------ Exercise data ------

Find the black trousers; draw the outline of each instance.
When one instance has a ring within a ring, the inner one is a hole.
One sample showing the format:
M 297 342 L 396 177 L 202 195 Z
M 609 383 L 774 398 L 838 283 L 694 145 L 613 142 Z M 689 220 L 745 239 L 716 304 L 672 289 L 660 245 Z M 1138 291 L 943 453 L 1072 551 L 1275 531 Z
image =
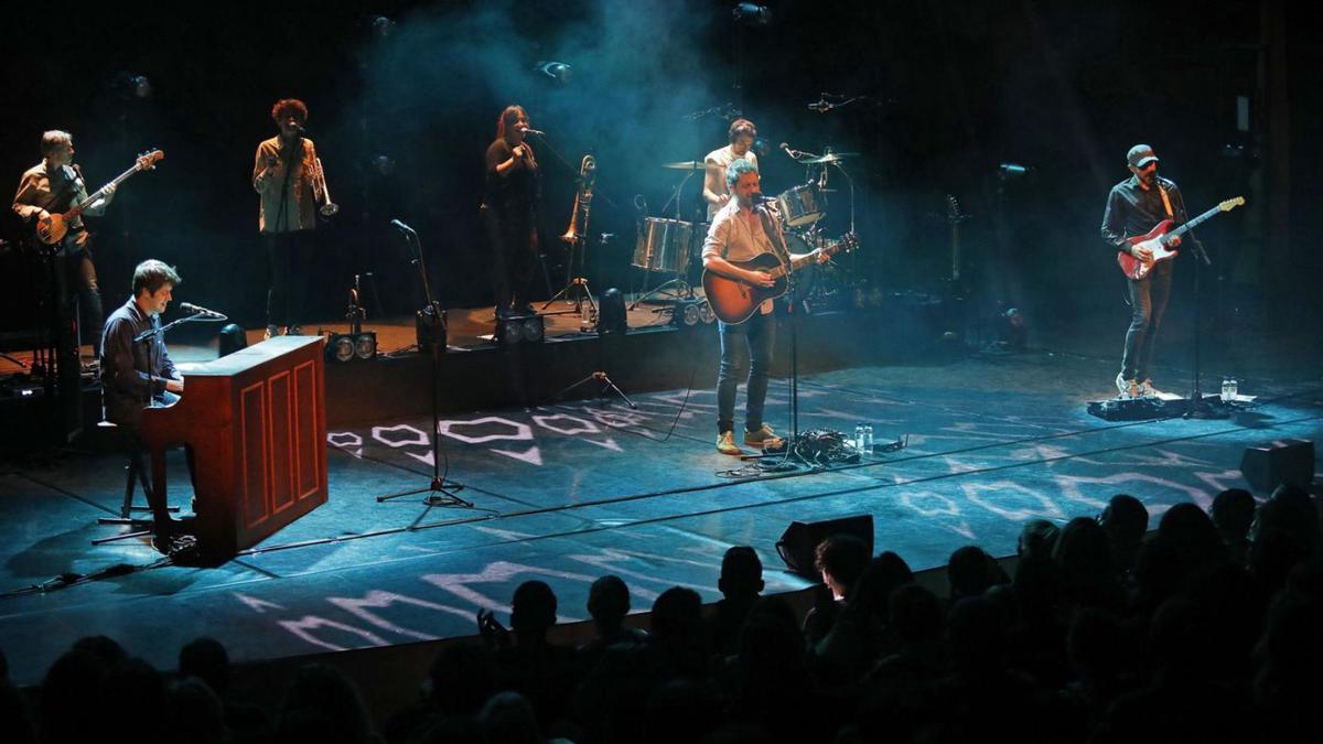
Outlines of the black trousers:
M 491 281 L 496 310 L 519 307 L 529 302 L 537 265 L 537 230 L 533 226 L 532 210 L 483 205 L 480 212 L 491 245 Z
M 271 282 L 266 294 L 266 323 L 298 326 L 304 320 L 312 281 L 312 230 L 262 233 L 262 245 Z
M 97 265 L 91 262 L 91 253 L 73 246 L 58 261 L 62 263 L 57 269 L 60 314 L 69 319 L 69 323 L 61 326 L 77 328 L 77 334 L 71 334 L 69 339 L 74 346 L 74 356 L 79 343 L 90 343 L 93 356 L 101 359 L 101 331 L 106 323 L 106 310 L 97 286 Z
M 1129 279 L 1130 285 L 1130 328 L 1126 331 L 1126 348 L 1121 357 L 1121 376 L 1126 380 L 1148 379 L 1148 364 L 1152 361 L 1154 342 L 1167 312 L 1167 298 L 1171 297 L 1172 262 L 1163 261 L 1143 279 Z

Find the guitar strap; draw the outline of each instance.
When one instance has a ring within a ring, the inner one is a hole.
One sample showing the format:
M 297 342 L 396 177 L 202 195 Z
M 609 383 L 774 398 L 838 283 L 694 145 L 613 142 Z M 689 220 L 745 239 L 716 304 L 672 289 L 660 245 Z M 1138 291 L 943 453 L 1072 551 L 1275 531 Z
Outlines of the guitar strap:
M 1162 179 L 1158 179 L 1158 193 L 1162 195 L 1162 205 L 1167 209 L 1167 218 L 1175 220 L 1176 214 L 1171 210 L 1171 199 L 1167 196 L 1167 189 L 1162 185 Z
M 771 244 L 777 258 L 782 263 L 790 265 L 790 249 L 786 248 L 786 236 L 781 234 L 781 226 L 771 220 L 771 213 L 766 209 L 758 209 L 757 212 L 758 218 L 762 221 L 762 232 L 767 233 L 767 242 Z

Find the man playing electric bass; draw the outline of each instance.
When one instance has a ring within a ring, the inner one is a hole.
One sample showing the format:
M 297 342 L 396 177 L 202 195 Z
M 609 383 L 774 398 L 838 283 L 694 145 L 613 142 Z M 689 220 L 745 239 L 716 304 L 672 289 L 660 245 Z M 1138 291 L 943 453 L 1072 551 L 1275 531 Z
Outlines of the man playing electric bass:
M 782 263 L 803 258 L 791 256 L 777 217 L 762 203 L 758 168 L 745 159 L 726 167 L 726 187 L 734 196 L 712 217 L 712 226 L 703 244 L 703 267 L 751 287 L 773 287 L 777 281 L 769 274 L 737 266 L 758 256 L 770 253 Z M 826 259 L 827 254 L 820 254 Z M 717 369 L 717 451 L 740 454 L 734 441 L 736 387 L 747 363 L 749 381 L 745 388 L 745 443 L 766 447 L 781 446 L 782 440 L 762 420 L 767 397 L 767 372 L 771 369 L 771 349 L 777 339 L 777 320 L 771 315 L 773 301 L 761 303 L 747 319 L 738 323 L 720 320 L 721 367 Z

------

■ **Given request**
Which lines in the data above contain the string "Find"? Report each of them in full.

■ **Reply to the exercise**
Find the black trousers; draw the outline of each instance.
Find the guitar strap; draw the outline of each instance.
Find the man playing electric bass; draw the outline of each instance.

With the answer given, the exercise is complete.